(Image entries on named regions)

=====

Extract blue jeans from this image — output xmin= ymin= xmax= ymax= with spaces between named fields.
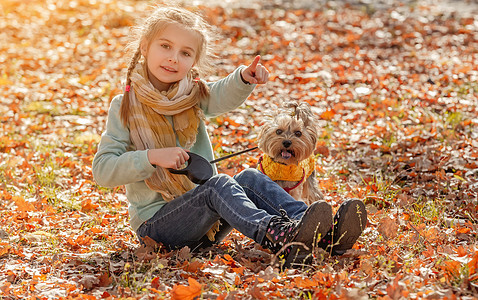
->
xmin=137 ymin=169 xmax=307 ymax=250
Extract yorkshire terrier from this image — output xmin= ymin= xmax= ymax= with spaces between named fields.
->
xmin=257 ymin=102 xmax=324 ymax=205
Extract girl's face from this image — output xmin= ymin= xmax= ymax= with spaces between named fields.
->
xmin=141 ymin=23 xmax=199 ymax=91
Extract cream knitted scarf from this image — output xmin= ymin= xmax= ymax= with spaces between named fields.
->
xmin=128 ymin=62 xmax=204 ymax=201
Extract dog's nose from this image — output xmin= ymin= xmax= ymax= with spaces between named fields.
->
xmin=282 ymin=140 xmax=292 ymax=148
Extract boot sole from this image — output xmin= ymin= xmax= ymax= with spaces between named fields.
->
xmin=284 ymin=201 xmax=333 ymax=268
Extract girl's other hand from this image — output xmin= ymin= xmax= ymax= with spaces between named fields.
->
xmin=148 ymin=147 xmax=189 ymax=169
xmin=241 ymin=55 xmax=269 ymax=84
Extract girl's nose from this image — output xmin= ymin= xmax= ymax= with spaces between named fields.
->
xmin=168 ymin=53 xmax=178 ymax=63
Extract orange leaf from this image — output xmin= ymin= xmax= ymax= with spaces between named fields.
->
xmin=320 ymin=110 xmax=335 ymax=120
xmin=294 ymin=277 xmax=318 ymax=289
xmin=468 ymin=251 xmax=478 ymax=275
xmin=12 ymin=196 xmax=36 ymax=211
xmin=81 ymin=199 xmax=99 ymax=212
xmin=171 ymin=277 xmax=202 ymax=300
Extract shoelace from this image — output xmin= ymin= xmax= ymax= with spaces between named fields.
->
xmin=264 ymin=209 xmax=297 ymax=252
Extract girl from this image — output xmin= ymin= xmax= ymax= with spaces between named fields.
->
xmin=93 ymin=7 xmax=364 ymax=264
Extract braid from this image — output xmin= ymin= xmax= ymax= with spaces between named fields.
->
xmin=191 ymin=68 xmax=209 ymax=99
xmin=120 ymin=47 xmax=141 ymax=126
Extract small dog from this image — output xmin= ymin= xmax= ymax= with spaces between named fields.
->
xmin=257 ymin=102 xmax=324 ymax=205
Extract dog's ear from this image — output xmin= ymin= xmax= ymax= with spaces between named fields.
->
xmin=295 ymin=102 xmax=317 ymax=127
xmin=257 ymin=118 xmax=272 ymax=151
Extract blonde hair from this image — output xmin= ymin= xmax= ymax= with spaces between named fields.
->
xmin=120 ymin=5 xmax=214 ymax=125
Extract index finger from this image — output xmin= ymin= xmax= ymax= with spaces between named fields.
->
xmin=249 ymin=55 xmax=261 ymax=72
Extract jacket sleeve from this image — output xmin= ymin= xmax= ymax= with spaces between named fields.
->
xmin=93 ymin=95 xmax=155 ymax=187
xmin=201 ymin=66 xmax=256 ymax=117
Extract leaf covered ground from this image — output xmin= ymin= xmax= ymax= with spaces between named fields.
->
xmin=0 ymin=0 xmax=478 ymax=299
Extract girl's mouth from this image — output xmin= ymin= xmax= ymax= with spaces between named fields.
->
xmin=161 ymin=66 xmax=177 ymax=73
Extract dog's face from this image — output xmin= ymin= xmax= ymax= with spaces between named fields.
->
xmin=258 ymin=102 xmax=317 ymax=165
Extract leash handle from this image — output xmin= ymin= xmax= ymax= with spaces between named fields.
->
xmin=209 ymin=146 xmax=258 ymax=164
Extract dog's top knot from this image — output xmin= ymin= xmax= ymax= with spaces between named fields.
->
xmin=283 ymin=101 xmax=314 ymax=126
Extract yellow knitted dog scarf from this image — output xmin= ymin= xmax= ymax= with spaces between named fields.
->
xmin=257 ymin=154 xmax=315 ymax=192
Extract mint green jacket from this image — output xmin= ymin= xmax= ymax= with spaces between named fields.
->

=====

** SET TASK **
Recast every line of the material above as a Markdown table with the columns "No." and "Text", numbering the rows and dropping blank lines. Leave the pictures out.

** SOLUTION TO THE EXERCISE **
| No. | Text |
|---|---|
| 1 | Extract blue jeans from this image — output xmin= ymin= xmax= ymax= with spaces between named fields. |
| 2 | -> |
| 3 | xmin=137 ymin=169 xmax=307 ymax=250 |
| 4 | Extract yorkshire terrier from this image — output xmin= ymin= xmax= ymax= with spaces between named fields. |
| 5 | -> |
| 6 | xmin=257 ymin=102 xmax=324 ymax=205 |
| 7 | Extract girl's face from this image — output xmin= ymin= xmax= ymax= with spaces between named fields. |
| 8 | -> |
| 9 | xmin=141 ymin=23 xmax=199 ymax=91 |
| 10 | Extract cream knitted scarf from this image — output xmin= ymin= xmax= ymax= with spaces between named fields. |
| 11 | -> |
| 12 | xmin=128 ymin=62 xmax=204 ymax=201 |
| 13 | Extract dog's nose from this image — output xmin= ymin= xmax= ymax= with spaces between named fields. |
| 14 | -> |
| 15 | xmin=282 ymin=140 xmax=292 ymax=148 |
| 16 | Extract boot sole from this image — output xmin= ymin= xmax= ymax= with spaces between named fields. |
| 17 | -> |
| 18 | xmin=284 ymin=201 xmax=333 ymax=268 |
| 19 | Extract girl's other hand from this image — output xmin= ymin= xmax= ymax= with spaces between named fields. |
| 20 | -> |
| 21 | xmin=148 ymin=147 xmax=189 ymax=169 |
| 22 | xmin=241 ymin=55 xmax=269 ymax=84 |
| 23 | Extract girl's nose from this image — output xmin= ymin= xmax= ymax= with spaces between named fields. |
| 24 | -> |
| 25 | xmin=168 ymin=53 xmax=178 ymax=63 |
| 26 | Extract orange leaf from this image — output xmin= ymin= xmax= ymax= with spaces between named fields. |
| 27 | -> |
| 28 | xmin=320 ymin=110 xmax=335 ymax=120 |
| 29 | xmin=294 ymin=277 xmax=318 ymax=289 |
| 30 | xmin=468 ymin=251 xmax=478 ymax=275 |
| 31 | xmin=12 ymin=196 xmax=36 ymax=211 |
| 32 | xmin=81 ymin=199 xmax=99 ymax=212 |
| 33 | xmin=171 ymin=277 xmax=202 ymax=300 |
| 34 | Extract shoelace from this image — output xmin= ymin= xmax= ymax= with spaces between named fields. |
| 35 | -> |
| 36 | xmin=264 ymin=209 xmax=297 ymax=252 |
| 37 | Extract girl from this image — output xmin= ymin= xmax= ymax= with spaces between named fields. |
| 38 | -> |
| 39 | xmin=93 ymin=7 xmax=364 ymax=264 |
| 40 | Extract braid from this image — output xmin= ymin= xmax= ymax= with spaces between named fields. |
| 41 | -> |
| 42 | xmin=191 ymin=68 xmax=209 ymax=99 |
| 43 | xmin=120 ymin=47 xmax=141 ymax=126 |
| 44 | Extract small dog from this image — output xmin= ymin= xmax= ymax= with spaces between named fields. |
| 45 | -> |
| 46 | xmin=257 ymin=102 xmax=324 ymax=205 |
| 47 | Extract dog's ear from this image — output xmin= ymin= xmax= ymax= with spaces between named fields. |
| 48 | -> |
| 49 | xmin=295 ymin=102 xmax=317 ymax=127 |
| 50 | xmin=257 ymin=118 xmax=272 ymax=151 |
| 51 | Extract blonde hair from this image — output xmin= ymin= xmax= ymax= with spaces between named fields. |
| 52 | -> |
| 53 | xmin=120 ymin=5 xmax=214 ymax=125 |
| 54 | Extract index finger from this image — output xmin= ymin= xmax= ymax= with spaces between named fields. |
| 55 | -> |
| 56 | xmin=249 ymin=55 xmax=261 ymax=72 |
| 57 | Extract jacket sleeve from this image — output xmin= ymin= xmax= ymax= with spaces between named fields. |
| 58 | -> |
| 59 | xmin=93 ymin=95 xmax=155 ymax=187 |
| 60 | xmin=201 ymin=66 xmax=256 ymax=117 |
| 61 | Extract leaf covered ground from this image — output xmin= ymin= xmax= ymax= with spaces between named fields. |
| 62 | -> |
| 63 | xmin=0 ymin=0 xmax=478 ymax=299 |
| 64 | Extract girl's mouth from this image — output xmin= ymin= xmax= ymax= with spaces between named fields. |
| 65 | -> |
| 66 | xmin=161 ymin=66 xmax=177 ymax=73 |
| 67 | Extract dog's face from this image — output xmin= ymin= xmax= ymax= with spaces between named fields. |
| 68 | -> |
| 69 | xmin=258 ymin=102 xmax=317 ymax=165 |
| 70 | Extract leash handle from this image — output xmin= ymin= xmax= ymax= with spaces between named fields. |
| 71 | -> |
| 72 | xmin=209 ymin=146 xmax=258 ymax=164 |
| 73 | Extract dog's top knot from this image — output xmin= ymin= xmax= ymax= with spaces between named fields. |
| 74 | -> |
| 75 | xmin=283 ymin=101 xmax=314 ymax=126 |
| 76 | Extract yellow knitted dog scarf from this image — output xmin= ymin= xmax= ymax= with spaces between named fields. |
| 77 | -> |
| 78 | xmin=257 ymin=154 xmax=315 ymax=192 |
| 79 | Extract mint green jacket from this image — output xmin= ymin= xmax= ymax= with spaces between named fields. |
| 80 | -> |